◆ **Input for this task**
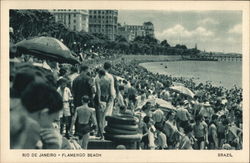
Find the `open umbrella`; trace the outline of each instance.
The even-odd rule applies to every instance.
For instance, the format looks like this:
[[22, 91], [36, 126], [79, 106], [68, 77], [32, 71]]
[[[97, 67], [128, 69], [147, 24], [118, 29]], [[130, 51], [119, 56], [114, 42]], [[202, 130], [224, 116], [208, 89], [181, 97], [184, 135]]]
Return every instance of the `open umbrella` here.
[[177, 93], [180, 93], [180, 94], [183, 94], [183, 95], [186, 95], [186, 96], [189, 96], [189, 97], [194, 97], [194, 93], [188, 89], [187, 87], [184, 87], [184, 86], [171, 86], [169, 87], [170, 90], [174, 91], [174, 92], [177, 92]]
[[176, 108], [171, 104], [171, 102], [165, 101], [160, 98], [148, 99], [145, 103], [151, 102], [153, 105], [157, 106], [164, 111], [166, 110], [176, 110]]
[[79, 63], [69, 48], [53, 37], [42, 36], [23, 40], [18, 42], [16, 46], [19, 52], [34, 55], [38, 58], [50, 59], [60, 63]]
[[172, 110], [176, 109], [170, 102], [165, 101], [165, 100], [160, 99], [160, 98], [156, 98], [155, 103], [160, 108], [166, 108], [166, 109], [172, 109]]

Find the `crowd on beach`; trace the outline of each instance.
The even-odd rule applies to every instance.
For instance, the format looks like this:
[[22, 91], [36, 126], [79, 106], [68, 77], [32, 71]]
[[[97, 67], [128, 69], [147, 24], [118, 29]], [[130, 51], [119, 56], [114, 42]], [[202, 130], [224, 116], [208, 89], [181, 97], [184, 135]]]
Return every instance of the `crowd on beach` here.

◆ **Requirements**
Please repeat the material from its start through the line containing "110], [176, 110]]", substituting "beach umbrella" for "open umbrella" and leaving everything else unchanged. Omit the pictures.

◆ **Reply**
Find the `beach umbrella`; trace the outline of each instance.
The even-odd rule applies to every instance.
For instance, the format looks like this:
[[22, 91], [36, 126], [79, 106], [68, 77], [32, 71]]
[[[97, 67], [128, 69], [147, 24], [118, 29]], [[130, 51], [119, 56], [114, 42]], [[202, 130], [224, 116], [208, 89], [181, 97], [184, 135]]]
Return every instance of the `beach umbrella` here.
[[177, 93], [180, 93], [180, 94], [183, 94], [183, 95], [186, 95], [186, 96], [189, 96], [189, 97], [194, 97], [194, 93], [188, 89], [187, 87], [184, 87], [184, 86], [171, 86], [169, 87], [170, 90], [174, 91], [174, 92], [177, 92]]
[[176, 108], [171, 104], [171, 102], [165, 101], [160, 98], [148, 99], [145, 103], [151, 102], [153, 105], [157, 106], [164, 111], [166, 110], [176, 110]]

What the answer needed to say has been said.